## PASSAGE PROVIDED
Start of Block

Today I celebrate 3 months of full-time consulting as a principal with my firm Staircase Strategy.
Because this isn’t my first [or only!] business, operational elements like becoming an s-corp and setting up contracts wasn’t the main challenge. The challenge has been to be the best boss to myself that I can be, given the volume of work available and my interest in experimenting with work.
I decided to consult rather than take a new full-time job, because I wanted to experiment with a 4-day work week and to reshape my relationship to work, working, labor, and time [I wrote on this, here]. Turns out, a lot of my clients are contending with these questions as well.
A quick recap: since kicking off in Jan 2022, I’ve:
- Facilitated and strategized with four organizations, two in an ongoing fashion
- Coached 36 people on innovation methods and small business strategy
- Run four financial life design workshops
A theme emerging among the other self-employed small business owners I coach is “How do I deal with pandemic burnout, offer things I can charge enough for so I can work sustainably, and work in line with my values?” Team leaders have shared a variation on this: “everyone is oversubscribed, how do we move the important things forward sustainably for our people?”
Over April, I’ll share a few of the approaches I’ve seen work. But first, why this focus on the experience of work?
At the end of last year I had the pleasure of being on a team synthesizing research on work experiences leaders are having and observing. The Work Now report validated that over 3 in 5 leaders are concerned about employee mental health needs because so many people have been struggling.
Many leaders are looking to generate stronger and better work cultures in response — its own challenge. Donald Sull and Charlie Sull on Brene Brown’s Dare to Lead podcast recently illuminated key aspects of toxic workplace cultures based on Glassdoor reviews of companies with higher than average recent turnover — Great Resignation hotspots. These trends were indicators of workplaces where people lacked a sense of respect and belonging.
In non-white collar workplaces, rough “essential” experiences — and decades of wage stagnation compared to cost of living — are driving another facet of resignations and contention with work norms. Jobs that don’t financially value workers are struggling to keep employees, who are themselves struggling financially.
Returning to my clients’ patterns: working on what matters, given the current conditions, is ever present. Determining the criteria of “what matters” will range from social impact to leaps forward via innovative business re-imaginations.
The need is to prioritize based on ROI and healthy workplace cultures and system/social/environmental impact, in order to create value that hits workers [including micro business owners’] multiple bottom lines: people and profit — in a process that creates respect and belonging and contributes to a better bigger picture.
I struck out consulting so I, too, could create a multi-bottom line experience of value. So I could have joyful workplace moments and self-sustain financially as my family’s breadwinner . I’m finding it exciting to be among others seeking to create better ways to work even as I challenge myself to be the best boss-of-myself I can be, to create a culture in my practice where I respect my time, labor, and need for downtime to be my best.

End of Block

## DATA EXTRACT
Start of Block

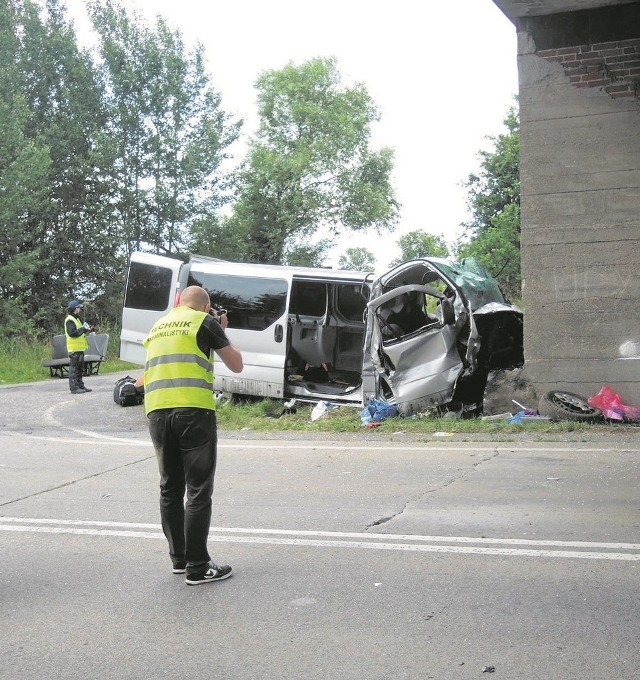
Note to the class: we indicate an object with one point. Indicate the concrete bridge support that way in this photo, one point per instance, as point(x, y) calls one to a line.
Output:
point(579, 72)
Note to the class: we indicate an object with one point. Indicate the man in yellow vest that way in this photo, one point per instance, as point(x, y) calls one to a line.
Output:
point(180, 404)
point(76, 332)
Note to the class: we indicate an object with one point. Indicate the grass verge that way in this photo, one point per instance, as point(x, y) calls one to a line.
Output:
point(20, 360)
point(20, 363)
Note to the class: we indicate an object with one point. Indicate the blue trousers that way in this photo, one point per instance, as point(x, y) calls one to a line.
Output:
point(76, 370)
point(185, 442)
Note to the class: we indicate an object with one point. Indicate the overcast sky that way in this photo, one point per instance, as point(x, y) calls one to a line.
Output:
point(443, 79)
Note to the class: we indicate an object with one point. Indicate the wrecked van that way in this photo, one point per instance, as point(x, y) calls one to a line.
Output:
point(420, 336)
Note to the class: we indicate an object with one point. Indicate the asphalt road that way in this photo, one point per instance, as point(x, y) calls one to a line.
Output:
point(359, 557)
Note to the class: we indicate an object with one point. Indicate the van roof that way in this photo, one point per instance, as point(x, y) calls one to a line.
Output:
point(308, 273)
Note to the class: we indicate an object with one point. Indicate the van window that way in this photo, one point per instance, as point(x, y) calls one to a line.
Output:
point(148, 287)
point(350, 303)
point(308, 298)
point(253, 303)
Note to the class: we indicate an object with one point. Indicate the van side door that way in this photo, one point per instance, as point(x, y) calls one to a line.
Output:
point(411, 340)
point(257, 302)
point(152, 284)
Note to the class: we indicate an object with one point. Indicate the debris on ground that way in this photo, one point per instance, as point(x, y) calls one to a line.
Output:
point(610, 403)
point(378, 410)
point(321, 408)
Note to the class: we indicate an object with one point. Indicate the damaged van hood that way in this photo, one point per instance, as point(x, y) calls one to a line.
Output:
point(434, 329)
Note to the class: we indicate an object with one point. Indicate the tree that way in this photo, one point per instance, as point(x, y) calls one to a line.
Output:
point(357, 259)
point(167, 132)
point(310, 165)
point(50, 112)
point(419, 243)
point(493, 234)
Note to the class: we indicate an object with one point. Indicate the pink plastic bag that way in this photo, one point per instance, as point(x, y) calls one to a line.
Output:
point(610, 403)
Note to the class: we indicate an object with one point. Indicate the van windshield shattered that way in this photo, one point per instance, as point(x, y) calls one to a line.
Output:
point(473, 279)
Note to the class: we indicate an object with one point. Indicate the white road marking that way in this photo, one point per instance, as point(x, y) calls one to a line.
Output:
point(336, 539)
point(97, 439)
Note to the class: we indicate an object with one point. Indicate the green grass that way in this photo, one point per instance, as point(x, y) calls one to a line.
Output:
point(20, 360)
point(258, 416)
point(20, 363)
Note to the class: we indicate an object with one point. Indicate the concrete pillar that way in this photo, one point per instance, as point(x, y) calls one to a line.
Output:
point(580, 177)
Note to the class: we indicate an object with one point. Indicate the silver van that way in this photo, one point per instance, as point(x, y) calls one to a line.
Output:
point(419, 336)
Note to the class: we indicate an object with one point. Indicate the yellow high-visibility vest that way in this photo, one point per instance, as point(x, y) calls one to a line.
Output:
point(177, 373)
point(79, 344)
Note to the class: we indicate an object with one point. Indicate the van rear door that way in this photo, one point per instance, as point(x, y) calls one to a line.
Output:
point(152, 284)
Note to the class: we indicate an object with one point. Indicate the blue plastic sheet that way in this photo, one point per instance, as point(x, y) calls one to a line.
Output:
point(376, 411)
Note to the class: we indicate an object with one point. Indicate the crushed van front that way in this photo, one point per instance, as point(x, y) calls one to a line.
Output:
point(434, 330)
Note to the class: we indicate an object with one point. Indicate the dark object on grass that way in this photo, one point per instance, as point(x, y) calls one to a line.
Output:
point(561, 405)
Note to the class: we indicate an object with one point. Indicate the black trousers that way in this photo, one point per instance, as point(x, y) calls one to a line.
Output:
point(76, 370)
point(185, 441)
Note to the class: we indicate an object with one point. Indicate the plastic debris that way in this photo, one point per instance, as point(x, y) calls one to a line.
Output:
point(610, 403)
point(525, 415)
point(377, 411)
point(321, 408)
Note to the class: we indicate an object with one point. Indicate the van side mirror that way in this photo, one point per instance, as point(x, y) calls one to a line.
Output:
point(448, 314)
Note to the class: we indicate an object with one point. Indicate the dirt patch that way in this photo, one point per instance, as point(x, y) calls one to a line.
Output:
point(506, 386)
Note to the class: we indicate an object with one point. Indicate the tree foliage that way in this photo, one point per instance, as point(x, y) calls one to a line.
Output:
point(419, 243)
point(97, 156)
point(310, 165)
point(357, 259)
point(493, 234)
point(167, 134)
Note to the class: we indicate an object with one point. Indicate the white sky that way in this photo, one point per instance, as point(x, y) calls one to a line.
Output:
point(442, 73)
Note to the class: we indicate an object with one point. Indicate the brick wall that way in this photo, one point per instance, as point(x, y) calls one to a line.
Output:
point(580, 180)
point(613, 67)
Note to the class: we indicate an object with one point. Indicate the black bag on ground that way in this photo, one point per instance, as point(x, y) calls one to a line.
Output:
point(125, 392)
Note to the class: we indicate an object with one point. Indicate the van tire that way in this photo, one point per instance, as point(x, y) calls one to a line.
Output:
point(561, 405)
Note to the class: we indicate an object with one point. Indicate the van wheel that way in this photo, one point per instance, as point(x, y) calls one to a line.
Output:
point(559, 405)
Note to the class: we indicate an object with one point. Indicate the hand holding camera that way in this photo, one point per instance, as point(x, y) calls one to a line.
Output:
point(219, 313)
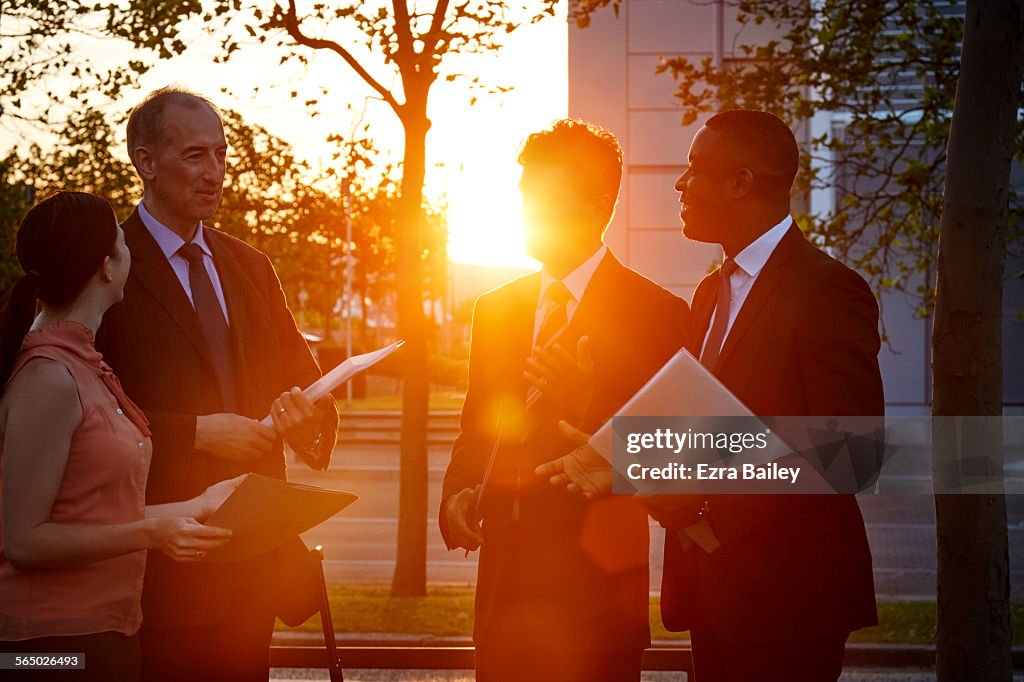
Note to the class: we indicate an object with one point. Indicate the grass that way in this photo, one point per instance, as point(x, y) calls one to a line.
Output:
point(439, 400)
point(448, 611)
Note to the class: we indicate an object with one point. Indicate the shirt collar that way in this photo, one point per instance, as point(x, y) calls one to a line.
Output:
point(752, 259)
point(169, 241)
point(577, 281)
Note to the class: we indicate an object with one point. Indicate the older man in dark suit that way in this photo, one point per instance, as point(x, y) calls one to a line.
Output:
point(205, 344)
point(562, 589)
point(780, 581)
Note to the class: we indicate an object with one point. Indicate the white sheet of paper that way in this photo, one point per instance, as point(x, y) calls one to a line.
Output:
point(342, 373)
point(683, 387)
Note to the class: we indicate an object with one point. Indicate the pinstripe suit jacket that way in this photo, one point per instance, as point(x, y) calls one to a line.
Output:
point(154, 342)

End of Block

## WHAT IS BEING ASKED
From the post on three months of consulting, return the span that starts at the words "In non-white collar" and stops after "themselves struggling financially.", reproduced verbatim.

## RESULT OF THIS TASK
In non-white collar workplaces, rough “essential” experiences — and decades of wage stagnation compared to cost of living — are driving another facet of resignations and contention with work norms. Jobs that don’t financially value workers are struggling to keep employees, who are themselves struggling financially.